[Object outline annotations]
◆ ◆ ◆ ◆ ◆ ◆ ◆

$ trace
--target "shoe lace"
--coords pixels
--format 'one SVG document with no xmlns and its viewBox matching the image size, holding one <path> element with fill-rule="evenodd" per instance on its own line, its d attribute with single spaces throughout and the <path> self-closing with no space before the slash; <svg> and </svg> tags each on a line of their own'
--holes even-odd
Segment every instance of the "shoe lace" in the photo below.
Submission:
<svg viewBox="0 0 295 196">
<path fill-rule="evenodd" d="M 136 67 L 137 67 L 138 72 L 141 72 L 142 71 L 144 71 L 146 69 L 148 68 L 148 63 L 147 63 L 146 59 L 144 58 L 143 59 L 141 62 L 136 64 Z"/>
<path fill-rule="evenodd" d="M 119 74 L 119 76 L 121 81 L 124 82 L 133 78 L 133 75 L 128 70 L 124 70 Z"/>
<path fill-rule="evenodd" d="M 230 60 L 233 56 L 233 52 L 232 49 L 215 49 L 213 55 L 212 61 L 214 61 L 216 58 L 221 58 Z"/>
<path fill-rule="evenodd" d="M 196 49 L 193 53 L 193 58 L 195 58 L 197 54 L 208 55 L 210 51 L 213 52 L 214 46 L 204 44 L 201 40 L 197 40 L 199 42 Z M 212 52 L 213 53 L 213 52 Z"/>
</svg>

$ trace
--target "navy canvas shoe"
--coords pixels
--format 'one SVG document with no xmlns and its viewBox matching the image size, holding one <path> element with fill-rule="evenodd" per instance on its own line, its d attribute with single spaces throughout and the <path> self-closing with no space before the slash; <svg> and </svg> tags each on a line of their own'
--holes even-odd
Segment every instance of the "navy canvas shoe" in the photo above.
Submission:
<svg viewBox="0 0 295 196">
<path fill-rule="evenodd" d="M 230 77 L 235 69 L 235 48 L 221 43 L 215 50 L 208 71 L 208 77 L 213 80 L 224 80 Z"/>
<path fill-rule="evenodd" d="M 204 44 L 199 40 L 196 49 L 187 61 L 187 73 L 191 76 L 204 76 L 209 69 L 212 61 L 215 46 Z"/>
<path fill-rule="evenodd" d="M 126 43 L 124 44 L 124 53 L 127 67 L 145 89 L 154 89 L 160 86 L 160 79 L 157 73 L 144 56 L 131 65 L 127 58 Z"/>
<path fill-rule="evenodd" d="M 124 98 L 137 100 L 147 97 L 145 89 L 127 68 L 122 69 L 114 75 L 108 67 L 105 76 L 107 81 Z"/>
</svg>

◆ ◆ ◆ ◆ ◆ ◆ ◆

> _Task to carry out_:
Copy out all of the material, swapping each "Submission" for "Result" and leaving every other character untouched.

> _Finished task_:
$ trace
--target "shoe lace"
--coords pixels
--format 'one SVG document with no xmlns and its viewBox matching the image size, holding one <path> element with fill-rule="evenodd" per instance on its own line, its d attribute with single spaces throughout and the <path> self-closing with no space before the slash; <svg> and </svg> tags each on a line of their own'
--holes even-odd
Segment every instance of the "shoe lace" in the photo below.
Result:
<svg viewBox="0 0 295 196">
<path fill-rule="evenodd" d="M 136 67 L 137 67 L 138 72 L 141 72 L 142 71 L 144 71 L 146 69 L 148 68 L 148 63 L 147 63 L 146 59 L 144 58 L 143 59 L 141 62 L 136 64 Z"/>
<path fill-rule="evenodd" d="M 119 74 L 119 76 L 121 81 L 124 82 L 133 78 L 133 75 L 128 70 L 124 70 Z"/>
<path fill-rule="evenodd" d="M 230 60 L 233 56 L 233 52 L 232 49 L 215 49 L 213 55 L 212 61 L 214 61 L 216 58 L 221 58 Z"/>
<path fill-rule="evenodd" d="M 196 49 L 193 53 L 193 58 L 195 58 L 197 54 L 208 55 L 210 51 L 213 52 L 214 46 L 204 44 L 201 40 L 197 40 L 199 42 Z M 212 52 L 213 53 L 213 52 Z"/>
</svg>

$ trace
--target "navy canvas shoe"
--coords pixels
--format 'one SVG document with no xmlns and its viewBox matching the image size, holding one <path> element with fill-rule="evenodd" per instance on its own line, its d attribute with single spaces throughout and the <path> self-closing with no space before the slash; <svg> and </svg> tags each on a line of their own'
--holes even-odd
Segment every instance of the "navy canvas shoe" in the photo above.
Result:
<svg viewBox="0 0 295 196">
<path fill-rule="evenodd" d="M 230 77 L 235 69 L 235 48 L 221 43 L 215 50 L 208 71 L 208 77 L 213 80 L 224 80 Z"/>
<path fill-rule="evenodd" d="M 204 44 L 199 40 L 196 49 L 187 61 L 187 73 L 191 76 L 204 76 L 209 69 L 212 61 L 215 46 Z"/>
<path fill-rule="evenodd" d="M 126 43 L 124 44 L 124 53 L 127 67 L 145 89 L 154 89 L 160 86 L 160 79 L 157 73 L 144 56 L 131 65 L 127 58 Z"/>
<path fill-rule="evenodd" d="M 124 98 L 137 100 L 147 97 L 145 89 L 127 68 L 122 69 L 114 75 L 108 67 L 105 76 L 107 81 Z"/>
</svg>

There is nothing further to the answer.